**Objective:**
Can you pick up the Stephen Lightbown biography that comes before the data below and continue it from its final sentence?

**Extract provided:**
* * * * *

Biography

Stephen Lightbown was born in Blackburn, Lancashire.  In 1996, aged 16, he experienced a life-changing accident and is now paralysed from below the waist.  Lightbown writes extensively but not exclusively about his life as a wheelchair user. He teaches yoga and has a wealth of knowledge and experience on how poets write about the relationship with their bodies. Lightbown is a champion for disability arts and accessibility. 

He has spoken at numerous events and festivals including Shambala, Womad, Verve Poetry Festival, Lyra Bristol Poetry and in San Antonio, Texas. 

Lightbown’s first poetry collection is Only Air (Burning Eye Books, 2019). His second collection, The Last Custodian, was published by Burning Eye Books in 2021. A volume of children’s poetry and two picture books will be published by Troika Books in 2023. His poems have been anthologised by Verve Poetry Press, Hachette Children’s Group, The Poetry Business and Squares & Rebels. 

In the poems featured here we are in the presence of a dystopian, existential journal.  Time, place, relationships, reflection, metaphor, image, drama, humour, socio-political commentary, the commonplace and the extraordinary all find expression. His experience as a wheelchair user, woven into the writing, is a wake-up call. The recordings are enhanced by Lightbown’s firm, clear delivery.

* * * * *

**Provided records:**

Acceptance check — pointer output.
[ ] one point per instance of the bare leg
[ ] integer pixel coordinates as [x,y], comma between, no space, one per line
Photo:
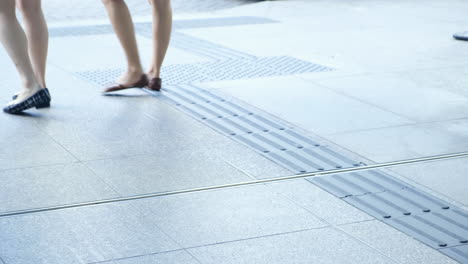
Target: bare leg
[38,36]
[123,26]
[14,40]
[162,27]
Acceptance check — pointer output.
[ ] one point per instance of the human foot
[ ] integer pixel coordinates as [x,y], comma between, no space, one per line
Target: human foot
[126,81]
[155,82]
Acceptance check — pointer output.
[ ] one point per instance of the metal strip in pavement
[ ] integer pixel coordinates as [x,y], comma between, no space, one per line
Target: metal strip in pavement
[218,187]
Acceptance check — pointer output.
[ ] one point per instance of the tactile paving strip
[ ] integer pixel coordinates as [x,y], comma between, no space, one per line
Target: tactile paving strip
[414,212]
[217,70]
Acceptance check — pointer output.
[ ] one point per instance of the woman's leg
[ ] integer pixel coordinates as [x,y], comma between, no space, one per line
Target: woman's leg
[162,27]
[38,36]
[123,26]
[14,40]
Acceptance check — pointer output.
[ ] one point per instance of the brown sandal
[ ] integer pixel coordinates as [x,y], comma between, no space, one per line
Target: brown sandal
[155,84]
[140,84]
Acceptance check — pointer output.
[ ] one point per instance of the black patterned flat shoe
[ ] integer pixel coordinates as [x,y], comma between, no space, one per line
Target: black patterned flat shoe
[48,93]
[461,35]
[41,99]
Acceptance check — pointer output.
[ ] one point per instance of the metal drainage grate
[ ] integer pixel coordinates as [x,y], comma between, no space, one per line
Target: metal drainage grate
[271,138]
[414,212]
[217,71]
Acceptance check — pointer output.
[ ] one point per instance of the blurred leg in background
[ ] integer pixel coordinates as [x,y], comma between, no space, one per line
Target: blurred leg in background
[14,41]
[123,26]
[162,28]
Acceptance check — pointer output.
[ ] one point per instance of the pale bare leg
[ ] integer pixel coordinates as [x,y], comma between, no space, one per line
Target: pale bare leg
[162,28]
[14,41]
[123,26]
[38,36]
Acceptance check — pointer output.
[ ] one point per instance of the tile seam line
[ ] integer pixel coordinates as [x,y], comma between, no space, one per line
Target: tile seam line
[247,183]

* * * * *

**Task response:**
The recordings start with a mediation on sugar water dribbled on a beard and arrive at ‘(a) tag line: / a life hanging in the balance.’ The segments are both allusive and direct – in ‘Day 2’ we find a letter signed with an X but the name of the recipient is redacted. Yet in the same segment the sentiment is clear in the final stanza ‘This is goodbye. Today, I leave. / I will not take your name / out there with me’.  Wry humour keeps company with sharp observation, ‘I look at the paper. / This historical document, / vacuum of pointlessness, /  it told us nothing about the poison to come. // Still, the crossword / will give me / something to do.’. The variety in subject matter, tone and import across each segment is a key feature of The Last Custodian. It travels widely. 

The poems wrong-foot us deliciously and are impossible to gainsay; we do not know what to expect next, how the scenes, events and insights will play out, but they are compelling.  Each day is an odyssey of itself, and towards the whole. These recordings demonstrate a considerable talent, a voice we need to hear more of. 

Recordings provided to the Poetry Archive by Stephen Lightbown, made with the support of an Arts Council grant, August 4th, 2021 at DBS Institute of Sound and Digital Technologies, Bristol.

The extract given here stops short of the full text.